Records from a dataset
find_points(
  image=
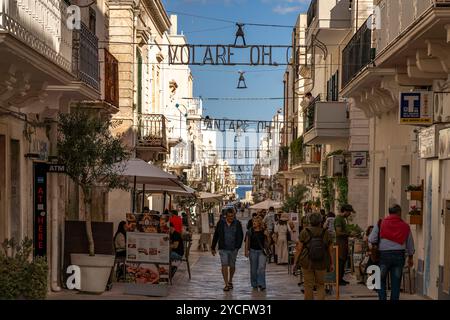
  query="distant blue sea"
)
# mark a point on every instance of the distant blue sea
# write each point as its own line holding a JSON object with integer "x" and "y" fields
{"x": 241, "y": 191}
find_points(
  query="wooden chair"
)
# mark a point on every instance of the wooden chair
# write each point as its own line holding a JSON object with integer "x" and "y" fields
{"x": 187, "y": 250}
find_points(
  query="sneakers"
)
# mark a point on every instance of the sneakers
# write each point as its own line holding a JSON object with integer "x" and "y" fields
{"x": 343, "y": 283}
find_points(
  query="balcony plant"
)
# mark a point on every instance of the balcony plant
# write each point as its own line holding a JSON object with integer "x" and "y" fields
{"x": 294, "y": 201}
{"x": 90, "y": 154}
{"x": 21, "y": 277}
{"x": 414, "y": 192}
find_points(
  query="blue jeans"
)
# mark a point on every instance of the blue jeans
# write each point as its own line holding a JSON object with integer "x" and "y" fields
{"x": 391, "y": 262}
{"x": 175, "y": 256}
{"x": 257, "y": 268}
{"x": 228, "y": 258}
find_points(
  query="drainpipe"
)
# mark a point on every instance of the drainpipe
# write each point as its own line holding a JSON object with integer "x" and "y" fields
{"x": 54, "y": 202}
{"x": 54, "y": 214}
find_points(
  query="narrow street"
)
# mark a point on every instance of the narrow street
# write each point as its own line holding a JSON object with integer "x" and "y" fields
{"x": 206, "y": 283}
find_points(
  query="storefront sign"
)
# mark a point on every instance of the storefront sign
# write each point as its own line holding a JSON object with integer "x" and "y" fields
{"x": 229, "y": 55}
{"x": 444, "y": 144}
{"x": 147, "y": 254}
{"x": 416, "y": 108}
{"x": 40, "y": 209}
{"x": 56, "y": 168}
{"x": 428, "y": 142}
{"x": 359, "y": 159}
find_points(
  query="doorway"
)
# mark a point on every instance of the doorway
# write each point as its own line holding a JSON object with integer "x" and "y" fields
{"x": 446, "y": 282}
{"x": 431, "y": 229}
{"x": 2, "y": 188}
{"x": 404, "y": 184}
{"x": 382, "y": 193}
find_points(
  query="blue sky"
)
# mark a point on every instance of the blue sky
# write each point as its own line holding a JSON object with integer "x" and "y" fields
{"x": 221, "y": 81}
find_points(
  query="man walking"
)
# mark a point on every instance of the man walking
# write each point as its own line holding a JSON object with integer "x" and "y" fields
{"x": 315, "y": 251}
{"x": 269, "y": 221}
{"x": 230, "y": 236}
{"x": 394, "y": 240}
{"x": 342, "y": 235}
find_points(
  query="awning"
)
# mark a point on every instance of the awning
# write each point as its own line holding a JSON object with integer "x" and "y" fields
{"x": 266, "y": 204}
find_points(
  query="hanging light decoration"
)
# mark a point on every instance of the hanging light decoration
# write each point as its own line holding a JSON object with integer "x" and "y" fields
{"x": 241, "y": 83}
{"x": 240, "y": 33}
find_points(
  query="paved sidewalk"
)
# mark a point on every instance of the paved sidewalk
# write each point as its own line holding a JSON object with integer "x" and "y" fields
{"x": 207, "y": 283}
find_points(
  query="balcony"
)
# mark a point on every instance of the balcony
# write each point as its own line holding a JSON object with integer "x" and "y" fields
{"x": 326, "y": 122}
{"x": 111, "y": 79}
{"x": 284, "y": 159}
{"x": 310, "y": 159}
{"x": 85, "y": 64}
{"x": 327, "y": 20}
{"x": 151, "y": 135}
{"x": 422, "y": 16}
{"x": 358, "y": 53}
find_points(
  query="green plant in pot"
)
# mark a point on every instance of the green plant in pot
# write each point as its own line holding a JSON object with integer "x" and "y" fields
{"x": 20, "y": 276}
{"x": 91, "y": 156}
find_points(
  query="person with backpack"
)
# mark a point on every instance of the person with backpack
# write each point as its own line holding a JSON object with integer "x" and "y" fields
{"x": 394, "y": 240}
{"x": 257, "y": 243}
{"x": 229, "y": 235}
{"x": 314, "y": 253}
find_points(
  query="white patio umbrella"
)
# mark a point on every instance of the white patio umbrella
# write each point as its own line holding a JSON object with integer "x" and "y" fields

Directions for this task -
Omit every picture, then write out the entries above exactly.

Response to the exercise -
find_points(
  image=
  query="distant blue sea"
)
# mark a point on every instance of the distant blue sea
# write each point as its own line holding a JSON object with integer "x" and "y" fields
{"x": 241, "y": 191}
find_points(
  query="wooden chair"
)
# mark a point on every instance of the wooden chair
# write each point as its own line holding a JSON object with integer "x" and "y" fields
{"x": 187, "y": 250}
find_points(
  query="sneakers"
)
# mark a point on every instance of the sneakers
# write each point as its own line holding a JSON object with integer "x" and "y" fields
{"x": 343, "y": 283}
find_points(
  query="balcony plant"
)
# mark a point on every instance of the balcony plant
# write each point as its own line holding a JSON object with integer "x" and "y" fields
{"x": 294, "y": 201}
{"x": 90, "y": 154}
{"x": 21, "y": 277}
{"x": 414, "y": 192}
find_points(
  query="blue jeans"
)
# mark a point on every instance of the blue jeans
# write each point as its own line holding a JSON object with integer "x" and "y" fields
{"x": 391, "y": 262}
{"x": 175, "y": 256}
{"x": 257, "y": 268}
{"x": 228, "y": 258}
find_points(
  query="drainpipe"
)
# mark a point on every instance of the drainpipe
# write each point as its own line holding a JSON object with integer "x" and "y" fields
{"x": 54, "y": 202}
{"x": 54, "y": 214}
find_points(
  query="narrow street"
)
# mark a point on every instance of the narrow street
# write each point as its own line holding a JSON object with integer "x" and "y" fields
{"x": 206, "y": 283}
find_points(
  query="storefront sign"
)
# mark a point on every instance of the storefront sign
# write each point as its own line holding a JSON object with integer "x" and "y" fields
{"x": 229, "y": 55}
{"x": 444, "y": 144}
{"x": 147, "y": 254}
{"x": 416, "y": 108}
{"x": 40, "y": 209}
{"x": 56, "y": 168}
{"x": 428, "y": 142}
{"x": 359, "y": 159}
find_points(
  query="doorway"
)
# mark a point on every instance of the doorway
# write each point as its own line holding a JSON object with integer "x" and "y" fields
{"x": 446, "y": 282}
{"x": 431, "y": 229}
{"x": 2, "y": 188}
{"x": 404, "y": 184}
{"x": 382, "y": 193}
find_points(
  query="blue sky"
)
# mark a point on every instance of the blue sky
# write each point as its own line holding a JSON object with integer "x" and "y" fields
{"x": 221, "y": 81}
find_points(
  query="man walking"
)
# mark a point on every instance of the man walking
# write each point as its own line holding a JSON object with integer "x" and "y" fields
{"x": 315, "y": 251}
{"x": 269, "y": 221}
{"x": 230, "y": 236}
{"x": 394, "y": 240}
{"x": 342, "y": 235}
find_points(
  query="awning"
)
# mark a point on every instance of the awning
# write each point as its own line holding a JSON object with integer "x" and "y" fields
{"x": 266, "y": 204}
find_points(
  query="hanging light decoration"
)
# mark a point on every instance of the hanging light decoration
# write each point as its own line holding a JSON object with integer "x" and "y" fields
{"x": 241, "y": 83}
{"x": 240, "y": 33}
find_points(
  query="paved sidewalk"
)
# mark a point on every instance of the paved sidewalk
# write each point as its own line holding a JSON object with integer "x" and "y" fields
{"x": 207, "y": 283}
find_points(
  query="balcony"
)
# mark a point on every instance of the balcony
# write each point as its own line holding a JSON object with integer "x" and "y" fields
{"x": 326, "y": 122}
{"x": 111, "y": 79}
{"x": 284, "y": 159}
{"x": 310, "y": 159}
{"x": 85, "y": 64}
{"x": 327, "y": 20}
{"x": 151, "y": 135}
{"x": 422, "y": 16}
{"x": 358, "y": 53}
find_points(
  query="green plant in pot"
)
# mark a point on every instance of the green plant in pot
# write each point as its own line holding a JSON object with integer "x" and "y" fields
{"x": 20, "y": 276}
{"x": 91, "y": 156}
find_points(
  query="person with backpack"
)
# mark a point on every instance of the person with backpack
# write each point as its own line holding a JSON object with integer "x" and "y" fields
{"x": 394, "y": 240}
{"x": 257, "y": 243}
{"x": 229, "y": 235}
{"x": 314, "y": 253}
find_points(
  query="white patio umbrella"
)
# mark a point on every instance of the white patio umbrella
# write each point as its own line holding a JSON object with integer "x" and "y" fields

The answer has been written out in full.